+++ Dataset excerpts +++

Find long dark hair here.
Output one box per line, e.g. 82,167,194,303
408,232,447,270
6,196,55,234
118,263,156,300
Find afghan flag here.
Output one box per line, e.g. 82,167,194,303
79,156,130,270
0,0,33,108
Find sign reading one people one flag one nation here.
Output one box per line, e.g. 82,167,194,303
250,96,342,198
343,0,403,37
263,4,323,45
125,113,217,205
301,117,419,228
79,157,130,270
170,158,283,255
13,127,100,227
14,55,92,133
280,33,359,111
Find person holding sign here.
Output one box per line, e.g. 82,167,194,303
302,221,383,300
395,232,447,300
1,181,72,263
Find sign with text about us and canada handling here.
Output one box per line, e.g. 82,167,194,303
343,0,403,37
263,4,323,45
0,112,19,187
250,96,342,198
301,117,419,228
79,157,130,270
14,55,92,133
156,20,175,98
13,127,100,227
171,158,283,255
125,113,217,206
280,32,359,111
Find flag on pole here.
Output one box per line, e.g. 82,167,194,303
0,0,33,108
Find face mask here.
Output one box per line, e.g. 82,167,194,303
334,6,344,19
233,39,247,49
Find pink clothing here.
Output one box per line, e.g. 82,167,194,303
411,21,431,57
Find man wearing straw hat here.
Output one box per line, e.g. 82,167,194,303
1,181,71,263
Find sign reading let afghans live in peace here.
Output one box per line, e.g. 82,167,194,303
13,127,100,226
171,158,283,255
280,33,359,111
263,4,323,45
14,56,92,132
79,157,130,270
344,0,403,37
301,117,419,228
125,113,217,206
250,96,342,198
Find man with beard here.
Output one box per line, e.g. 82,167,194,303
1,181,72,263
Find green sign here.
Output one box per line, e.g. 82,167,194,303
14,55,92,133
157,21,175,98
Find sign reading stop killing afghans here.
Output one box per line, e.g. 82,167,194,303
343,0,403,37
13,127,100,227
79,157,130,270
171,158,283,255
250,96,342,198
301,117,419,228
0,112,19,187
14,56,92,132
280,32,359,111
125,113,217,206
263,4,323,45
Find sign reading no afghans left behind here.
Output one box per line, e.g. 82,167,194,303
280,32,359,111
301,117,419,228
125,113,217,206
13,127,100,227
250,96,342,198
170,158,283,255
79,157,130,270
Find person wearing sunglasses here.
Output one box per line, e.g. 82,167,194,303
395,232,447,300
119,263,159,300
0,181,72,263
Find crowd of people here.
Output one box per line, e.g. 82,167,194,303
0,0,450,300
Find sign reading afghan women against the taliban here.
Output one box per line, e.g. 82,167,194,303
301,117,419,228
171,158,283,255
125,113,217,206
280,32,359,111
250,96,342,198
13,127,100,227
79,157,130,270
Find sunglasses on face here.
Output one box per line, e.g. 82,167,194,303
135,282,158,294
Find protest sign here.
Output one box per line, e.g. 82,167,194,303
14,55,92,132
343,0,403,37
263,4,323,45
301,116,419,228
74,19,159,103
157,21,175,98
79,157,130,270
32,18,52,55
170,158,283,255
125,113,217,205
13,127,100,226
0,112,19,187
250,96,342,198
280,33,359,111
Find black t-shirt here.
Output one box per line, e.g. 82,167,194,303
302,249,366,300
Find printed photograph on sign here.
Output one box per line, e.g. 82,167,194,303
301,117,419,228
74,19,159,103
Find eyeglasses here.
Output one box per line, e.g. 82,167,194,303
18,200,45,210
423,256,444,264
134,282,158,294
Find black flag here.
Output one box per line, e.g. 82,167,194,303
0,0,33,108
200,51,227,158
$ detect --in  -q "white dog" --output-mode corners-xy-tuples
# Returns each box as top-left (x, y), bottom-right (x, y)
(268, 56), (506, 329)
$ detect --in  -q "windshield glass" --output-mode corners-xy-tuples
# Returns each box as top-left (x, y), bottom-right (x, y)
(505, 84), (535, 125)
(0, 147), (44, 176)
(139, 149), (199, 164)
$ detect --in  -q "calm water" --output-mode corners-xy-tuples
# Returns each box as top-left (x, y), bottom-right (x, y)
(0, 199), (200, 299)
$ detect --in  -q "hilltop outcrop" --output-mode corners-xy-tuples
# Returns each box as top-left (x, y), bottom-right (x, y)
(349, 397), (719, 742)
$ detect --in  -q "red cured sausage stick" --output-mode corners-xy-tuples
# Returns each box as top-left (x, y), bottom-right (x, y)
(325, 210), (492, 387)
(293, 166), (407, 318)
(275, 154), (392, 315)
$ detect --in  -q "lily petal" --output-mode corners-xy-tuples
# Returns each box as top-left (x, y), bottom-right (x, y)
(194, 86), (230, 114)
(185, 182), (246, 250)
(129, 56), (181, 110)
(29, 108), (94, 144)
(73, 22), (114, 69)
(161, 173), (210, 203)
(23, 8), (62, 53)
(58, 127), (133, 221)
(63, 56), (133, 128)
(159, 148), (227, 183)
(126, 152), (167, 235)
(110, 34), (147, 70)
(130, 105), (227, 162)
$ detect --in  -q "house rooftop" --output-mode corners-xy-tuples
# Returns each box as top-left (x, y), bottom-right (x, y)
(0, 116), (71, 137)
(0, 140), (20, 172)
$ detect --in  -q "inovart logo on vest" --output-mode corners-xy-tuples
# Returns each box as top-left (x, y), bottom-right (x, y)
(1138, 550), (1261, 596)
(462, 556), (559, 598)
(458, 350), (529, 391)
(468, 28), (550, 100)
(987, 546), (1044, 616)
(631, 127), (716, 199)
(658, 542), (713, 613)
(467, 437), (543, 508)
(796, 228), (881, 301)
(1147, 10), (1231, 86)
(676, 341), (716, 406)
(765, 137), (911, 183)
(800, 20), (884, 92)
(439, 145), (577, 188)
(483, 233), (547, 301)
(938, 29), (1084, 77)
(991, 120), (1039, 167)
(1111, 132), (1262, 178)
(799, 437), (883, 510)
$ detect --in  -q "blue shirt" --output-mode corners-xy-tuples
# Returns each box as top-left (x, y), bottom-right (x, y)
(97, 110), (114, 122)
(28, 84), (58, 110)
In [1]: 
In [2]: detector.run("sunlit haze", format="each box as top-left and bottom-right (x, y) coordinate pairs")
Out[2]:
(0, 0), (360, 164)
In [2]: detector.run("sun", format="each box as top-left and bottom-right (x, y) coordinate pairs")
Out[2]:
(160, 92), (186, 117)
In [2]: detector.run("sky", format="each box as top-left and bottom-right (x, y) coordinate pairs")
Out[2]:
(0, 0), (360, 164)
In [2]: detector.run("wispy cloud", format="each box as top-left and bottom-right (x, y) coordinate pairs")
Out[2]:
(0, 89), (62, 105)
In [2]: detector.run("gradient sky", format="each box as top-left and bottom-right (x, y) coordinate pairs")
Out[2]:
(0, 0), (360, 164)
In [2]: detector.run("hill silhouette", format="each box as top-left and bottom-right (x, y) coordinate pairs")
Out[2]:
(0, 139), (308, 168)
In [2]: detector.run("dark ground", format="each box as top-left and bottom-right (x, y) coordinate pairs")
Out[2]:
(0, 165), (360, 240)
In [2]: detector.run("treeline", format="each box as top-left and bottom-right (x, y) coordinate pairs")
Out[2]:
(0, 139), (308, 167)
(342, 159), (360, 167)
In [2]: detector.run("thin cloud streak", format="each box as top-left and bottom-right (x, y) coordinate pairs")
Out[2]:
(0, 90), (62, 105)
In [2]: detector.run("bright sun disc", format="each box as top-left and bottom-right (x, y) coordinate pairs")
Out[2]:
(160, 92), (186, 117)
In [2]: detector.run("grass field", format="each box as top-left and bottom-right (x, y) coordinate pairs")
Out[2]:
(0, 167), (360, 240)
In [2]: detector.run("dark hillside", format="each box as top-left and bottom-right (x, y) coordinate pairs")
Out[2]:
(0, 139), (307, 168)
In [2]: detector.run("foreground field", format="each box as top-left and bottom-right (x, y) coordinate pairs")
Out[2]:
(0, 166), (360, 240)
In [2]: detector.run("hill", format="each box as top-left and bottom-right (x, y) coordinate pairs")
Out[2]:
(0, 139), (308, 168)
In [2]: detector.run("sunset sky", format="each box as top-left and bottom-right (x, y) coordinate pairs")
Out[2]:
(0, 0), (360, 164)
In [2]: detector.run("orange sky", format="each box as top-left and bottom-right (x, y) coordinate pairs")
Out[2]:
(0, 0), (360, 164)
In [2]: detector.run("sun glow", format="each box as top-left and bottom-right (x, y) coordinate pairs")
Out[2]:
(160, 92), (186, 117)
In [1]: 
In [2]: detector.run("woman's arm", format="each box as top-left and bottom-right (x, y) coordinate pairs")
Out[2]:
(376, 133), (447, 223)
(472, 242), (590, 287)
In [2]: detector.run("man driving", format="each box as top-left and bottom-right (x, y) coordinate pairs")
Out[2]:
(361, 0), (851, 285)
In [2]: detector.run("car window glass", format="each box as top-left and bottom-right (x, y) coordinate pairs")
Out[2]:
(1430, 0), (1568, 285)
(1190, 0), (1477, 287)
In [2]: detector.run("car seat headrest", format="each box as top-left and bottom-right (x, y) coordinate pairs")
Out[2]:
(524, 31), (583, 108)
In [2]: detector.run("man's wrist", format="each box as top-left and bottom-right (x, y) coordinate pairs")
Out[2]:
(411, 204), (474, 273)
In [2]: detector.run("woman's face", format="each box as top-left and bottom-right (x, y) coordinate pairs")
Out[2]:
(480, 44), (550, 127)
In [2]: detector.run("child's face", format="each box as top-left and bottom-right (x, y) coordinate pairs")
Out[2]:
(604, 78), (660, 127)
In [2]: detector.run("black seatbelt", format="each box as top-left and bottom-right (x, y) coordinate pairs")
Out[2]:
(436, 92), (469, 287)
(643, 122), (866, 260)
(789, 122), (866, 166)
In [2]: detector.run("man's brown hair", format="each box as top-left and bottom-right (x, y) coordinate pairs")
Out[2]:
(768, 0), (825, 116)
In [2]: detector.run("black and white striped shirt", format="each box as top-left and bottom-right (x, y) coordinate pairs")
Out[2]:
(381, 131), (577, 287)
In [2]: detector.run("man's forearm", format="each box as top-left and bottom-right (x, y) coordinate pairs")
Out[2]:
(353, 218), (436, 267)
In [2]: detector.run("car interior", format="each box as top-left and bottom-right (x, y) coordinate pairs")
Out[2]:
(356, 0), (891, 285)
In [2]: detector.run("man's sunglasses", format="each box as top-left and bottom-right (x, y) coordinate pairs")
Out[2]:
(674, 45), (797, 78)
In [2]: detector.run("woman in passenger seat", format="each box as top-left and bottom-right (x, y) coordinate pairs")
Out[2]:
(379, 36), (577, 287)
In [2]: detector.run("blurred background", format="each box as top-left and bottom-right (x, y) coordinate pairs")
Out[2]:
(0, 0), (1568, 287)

+++

Goal ▸ Pull out every line above that contains the string "sign", paying attention to upper and lower case.

Full answer ▸
Find sign reading one people one flag one nation here.
Find person holding sign here.
Find sign with text about us and canada handling here.
Find sign reading let afghans live in peace here.
Find green sign here.
Find sign reading stop killing afghans here.
Find sign reading no afghans left behind here.
Find sign reading afghan women against the taliban here.
Find protest sign here.
Find printed photograph on sign here.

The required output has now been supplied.